### Exercise A
Repeat the passage from the ERPLAB instructions starting with "7. Create the" and going on through "for nonnumeric codes)", but switch every "EEG structure" to "EEG dataset".

### Passage shown
* * * * * * * * *

To re-reference the data select ERPLAB > EEG Channel operations. The channel operations GUI will then pop up. You can type equations directly into the channel operations GUI or load in a .txt file.
Click on Load list and load the file called reref_eq_pc.txt for data recorded at the PC lab. Right-click or control-click on the link to download the file. (For data recorded at the Hampshire lab load the file called reref_eq_brainvision_hampshire.txt ) The equations from the .txt file will appear in the equations window. Then hit RUN.
Make sure the Create new dataset radio button is checked. The Modify existing dataset option does recursive updating and Create new dataset does non-recursive updating. For re-referencing data, always use the Create new dataset option. Keep in mind the syntax for the two options is slightly different. For merely adding channels to the bottom of a list, modifying the data set is fine.
To save the re-referenced data set go to File > Save current data set as…
Save your file as EID_S###_TID_TRM_FLT_RSP_REF.set (EID = 3-letter experiment ID; S### = S plus 3-digit subject number e.g. S008, S019; TID = 3-letter task ID; TRM = trimmed; FLT = filtered; RSP = resampled, REF = re-referenced)

7. Create the Event List

Select ERPLAB > EventList > Create EEG EVENTLIST
ERPLAB uses the term ‘event code’ to refer to the code that marks the onset of an event in the EEG.
An EVENTLIST is a simple and compact structure created by ERPLAB that contains information about all of the events in an EEG structure (typically stimuli and responses)
It can be very convenient to have this information stored separately from the EEG data (e.g., for behavioral analyses); the EVENTLIST structure can be saved as a text file as well as being appended onto the relevant EEG structure, allowing it to be saved and loaded along with the EEG structure).
Do not change the default settings (i.e. add -99 for boundary codes, and create numeric equivalents for nonnumeric codes)

* * * * * * * * *

### The input

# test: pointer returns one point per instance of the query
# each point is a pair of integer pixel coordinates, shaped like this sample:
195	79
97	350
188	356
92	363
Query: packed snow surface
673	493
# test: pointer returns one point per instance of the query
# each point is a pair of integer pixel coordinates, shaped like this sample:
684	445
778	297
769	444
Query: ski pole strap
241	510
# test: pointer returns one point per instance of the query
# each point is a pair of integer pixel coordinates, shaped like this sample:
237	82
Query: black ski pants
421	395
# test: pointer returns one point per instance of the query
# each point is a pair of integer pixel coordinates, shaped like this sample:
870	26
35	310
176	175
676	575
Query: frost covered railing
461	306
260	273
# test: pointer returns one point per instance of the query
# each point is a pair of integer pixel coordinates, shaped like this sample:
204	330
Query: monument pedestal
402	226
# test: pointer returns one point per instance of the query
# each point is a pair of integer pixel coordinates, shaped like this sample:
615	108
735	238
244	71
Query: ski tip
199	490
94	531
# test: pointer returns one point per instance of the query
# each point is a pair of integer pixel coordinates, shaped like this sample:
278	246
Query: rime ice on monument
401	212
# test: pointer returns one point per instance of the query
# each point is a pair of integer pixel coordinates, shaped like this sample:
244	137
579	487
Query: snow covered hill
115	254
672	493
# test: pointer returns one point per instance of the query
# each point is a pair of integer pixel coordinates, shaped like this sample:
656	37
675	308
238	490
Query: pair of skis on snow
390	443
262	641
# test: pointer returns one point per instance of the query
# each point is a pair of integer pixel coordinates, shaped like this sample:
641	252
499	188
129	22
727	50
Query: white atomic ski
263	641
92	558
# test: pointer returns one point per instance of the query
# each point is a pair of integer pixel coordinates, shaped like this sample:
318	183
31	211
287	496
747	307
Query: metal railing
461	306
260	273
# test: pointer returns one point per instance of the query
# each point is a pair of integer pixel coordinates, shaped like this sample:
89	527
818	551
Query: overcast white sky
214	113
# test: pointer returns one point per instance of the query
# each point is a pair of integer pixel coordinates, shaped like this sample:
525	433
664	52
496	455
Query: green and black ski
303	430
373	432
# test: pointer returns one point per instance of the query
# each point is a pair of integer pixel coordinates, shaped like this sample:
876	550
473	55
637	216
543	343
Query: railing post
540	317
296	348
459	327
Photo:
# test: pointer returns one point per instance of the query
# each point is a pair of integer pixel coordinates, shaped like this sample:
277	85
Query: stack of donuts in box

* * * * * * * * *

### Exercise B
How many lines in the records contain the word "monument"? Reply with the number alone.

### Answer A
7. Create the Event List

Select ERPLAB > EventList > Create EEG EVENTLIST
ERPLAB uses the term ‘event code’ to refer to the code that marks the onset of an event in the EEG.
An EVENTLIST is a simple and compact structure created by ERPLAB that contains information about all of the events in an EEG dataset (typically stimuli and responses)
It can be very convenient to have this information stored separately from the EEG data (e.g., for behavioral analyses); the EVENTLIST structure can be saved as a text file as well as being appended onto the relevant EEG dataset, allowing it to be saved and loaded along with the EEG dataset).
Do not change the default settings (i.e. add -99 for boundary codes, and create numeric equivalents for nonnumeric codes)

### Answer B
2